## Action item
List each line of the data that holds the string "roofline".

(Records to process)

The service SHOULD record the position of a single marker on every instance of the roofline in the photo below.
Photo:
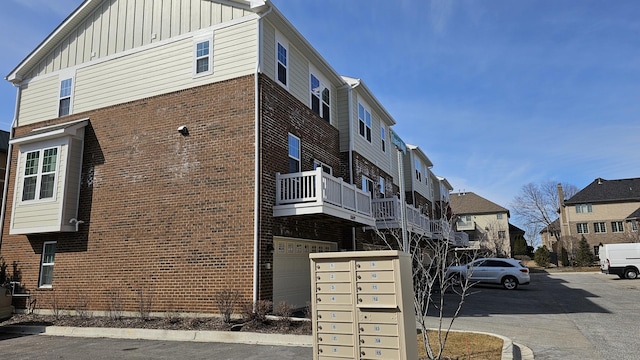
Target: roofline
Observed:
(356, 82)
(417, 148)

(End Records to process)

## Exercise answer
The service SHOULD record the position of a single marker on every instance of the roofline in the photo below.
Target: roofline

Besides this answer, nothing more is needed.